DIRECTIONS ::
Copy out every line of the material that contains the string "wall", matching case exactly.
[start]
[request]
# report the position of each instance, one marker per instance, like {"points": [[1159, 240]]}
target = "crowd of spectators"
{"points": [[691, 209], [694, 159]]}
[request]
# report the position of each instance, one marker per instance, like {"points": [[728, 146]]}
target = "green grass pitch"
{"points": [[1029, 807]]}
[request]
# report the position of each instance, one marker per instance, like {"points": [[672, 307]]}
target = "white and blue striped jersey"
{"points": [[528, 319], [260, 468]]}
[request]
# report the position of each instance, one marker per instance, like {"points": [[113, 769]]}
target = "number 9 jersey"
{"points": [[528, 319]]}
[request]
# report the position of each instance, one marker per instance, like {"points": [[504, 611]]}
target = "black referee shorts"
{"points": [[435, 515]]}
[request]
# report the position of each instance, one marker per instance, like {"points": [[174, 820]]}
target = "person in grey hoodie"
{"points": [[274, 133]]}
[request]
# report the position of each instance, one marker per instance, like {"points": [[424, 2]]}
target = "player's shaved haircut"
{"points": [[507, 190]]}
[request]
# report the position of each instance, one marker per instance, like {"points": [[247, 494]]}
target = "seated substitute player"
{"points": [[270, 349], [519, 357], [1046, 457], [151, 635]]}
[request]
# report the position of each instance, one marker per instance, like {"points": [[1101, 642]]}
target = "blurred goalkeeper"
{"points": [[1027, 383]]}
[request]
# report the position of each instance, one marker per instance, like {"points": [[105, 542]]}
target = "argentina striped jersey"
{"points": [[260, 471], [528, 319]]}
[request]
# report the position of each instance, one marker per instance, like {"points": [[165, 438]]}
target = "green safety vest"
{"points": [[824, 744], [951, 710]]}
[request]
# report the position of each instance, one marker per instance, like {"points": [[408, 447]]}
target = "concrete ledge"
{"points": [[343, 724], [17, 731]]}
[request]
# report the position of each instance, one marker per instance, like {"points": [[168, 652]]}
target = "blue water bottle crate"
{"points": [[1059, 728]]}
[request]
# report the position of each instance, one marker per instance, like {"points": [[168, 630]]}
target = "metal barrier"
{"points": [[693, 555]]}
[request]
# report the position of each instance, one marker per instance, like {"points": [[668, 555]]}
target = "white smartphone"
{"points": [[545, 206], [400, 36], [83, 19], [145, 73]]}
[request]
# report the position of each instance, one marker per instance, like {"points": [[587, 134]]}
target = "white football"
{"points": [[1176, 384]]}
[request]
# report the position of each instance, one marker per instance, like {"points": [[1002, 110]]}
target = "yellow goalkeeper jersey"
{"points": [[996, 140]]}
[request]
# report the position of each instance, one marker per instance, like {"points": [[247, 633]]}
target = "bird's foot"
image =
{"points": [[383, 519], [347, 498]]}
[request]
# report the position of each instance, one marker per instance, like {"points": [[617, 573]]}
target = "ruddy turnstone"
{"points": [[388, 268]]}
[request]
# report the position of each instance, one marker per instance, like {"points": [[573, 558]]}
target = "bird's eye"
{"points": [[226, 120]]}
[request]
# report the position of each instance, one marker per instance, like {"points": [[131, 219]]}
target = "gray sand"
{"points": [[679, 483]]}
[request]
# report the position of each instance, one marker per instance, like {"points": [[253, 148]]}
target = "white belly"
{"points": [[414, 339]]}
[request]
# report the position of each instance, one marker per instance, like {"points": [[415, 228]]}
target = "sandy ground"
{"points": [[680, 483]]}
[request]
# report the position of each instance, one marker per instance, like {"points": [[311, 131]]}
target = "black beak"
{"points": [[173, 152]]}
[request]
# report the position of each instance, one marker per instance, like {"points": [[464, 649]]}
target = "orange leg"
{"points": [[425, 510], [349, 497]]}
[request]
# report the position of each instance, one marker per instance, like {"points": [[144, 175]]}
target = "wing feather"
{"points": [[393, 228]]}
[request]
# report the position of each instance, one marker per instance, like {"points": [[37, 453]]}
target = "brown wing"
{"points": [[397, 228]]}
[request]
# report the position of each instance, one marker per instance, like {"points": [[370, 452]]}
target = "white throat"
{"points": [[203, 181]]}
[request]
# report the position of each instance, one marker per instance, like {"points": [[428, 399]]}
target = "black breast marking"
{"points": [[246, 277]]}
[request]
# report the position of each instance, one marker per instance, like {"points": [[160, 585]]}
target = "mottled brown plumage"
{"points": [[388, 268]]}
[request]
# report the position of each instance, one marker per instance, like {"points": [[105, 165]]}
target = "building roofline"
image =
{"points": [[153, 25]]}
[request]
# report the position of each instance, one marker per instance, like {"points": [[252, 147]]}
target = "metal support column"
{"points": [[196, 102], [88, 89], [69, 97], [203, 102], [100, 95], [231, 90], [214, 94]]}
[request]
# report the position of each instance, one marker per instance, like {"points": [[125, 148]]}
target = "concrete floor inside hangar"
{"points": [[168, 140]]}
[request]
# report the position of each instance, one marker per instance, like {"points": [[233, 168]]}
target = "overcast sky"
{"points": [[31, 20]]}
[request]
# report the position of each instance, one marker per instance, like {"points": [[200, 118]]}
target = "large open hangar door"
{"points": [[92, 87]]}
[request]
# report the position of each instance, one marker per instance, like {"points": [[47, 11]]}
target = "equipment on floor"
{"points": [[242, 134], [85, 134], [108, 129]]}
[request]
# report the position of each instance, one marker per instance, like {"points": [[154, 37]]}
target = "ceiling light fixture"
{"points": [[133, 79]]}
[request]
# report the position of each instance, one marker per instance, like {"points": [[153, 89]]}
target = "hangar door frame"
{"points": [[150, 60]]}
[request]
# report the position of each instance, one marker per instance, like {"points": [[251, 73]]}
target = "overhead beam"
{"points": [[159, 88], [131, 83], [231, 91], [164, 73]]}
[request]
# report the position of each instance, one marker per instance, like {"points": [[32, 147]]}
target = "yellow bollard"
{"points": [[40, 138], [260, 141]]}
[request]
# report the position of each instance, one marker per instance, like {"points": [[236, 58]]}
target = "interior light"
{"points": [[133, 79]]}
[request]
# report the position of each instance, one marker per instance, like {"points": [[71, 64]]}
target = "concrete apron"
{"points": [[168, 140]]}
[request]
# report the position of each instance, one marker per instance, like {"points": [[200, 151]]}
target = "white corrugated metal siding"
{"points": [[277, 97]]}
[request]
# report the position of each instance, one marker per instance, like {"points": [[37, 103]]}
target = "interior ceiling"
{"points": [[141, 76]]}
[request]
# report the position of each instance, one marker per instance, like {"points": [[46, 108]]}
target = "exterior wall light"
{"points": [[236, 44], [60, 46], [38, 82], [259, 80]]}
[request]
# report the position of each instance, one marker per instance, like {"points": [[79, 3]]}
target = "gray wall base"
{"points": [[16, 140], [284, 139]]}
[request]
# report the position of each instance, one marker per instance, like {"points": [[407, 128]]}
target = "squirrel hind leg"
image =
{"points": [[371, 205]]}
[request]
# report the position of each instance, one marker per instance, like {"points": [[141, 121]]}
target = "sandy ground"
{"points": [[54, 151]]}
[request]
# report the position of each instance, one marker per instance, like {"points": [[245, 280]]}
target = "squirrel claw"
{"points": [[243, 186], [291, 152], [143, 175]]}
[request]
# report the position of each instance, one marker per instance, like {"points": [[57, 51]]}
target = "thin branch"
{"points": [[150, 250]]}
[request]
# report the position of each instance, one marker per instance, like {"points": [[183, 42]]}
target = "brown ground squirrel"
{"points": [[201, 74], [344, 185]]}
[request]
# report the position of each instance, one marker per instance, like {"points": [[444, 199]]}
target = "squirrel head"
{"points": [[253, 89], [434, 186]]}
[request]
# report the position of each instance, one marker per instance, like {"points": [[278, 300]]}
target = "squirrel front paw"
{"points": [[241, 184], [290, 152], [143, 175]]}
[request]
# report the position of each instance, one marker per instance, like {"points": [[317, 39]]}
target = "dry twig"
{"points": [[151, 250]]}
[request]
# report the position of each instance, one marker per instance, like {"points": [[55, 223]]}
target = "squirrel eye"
[end]
ANSWER IN FULL ::
target = "exterior wall light"
target = "gray wall base"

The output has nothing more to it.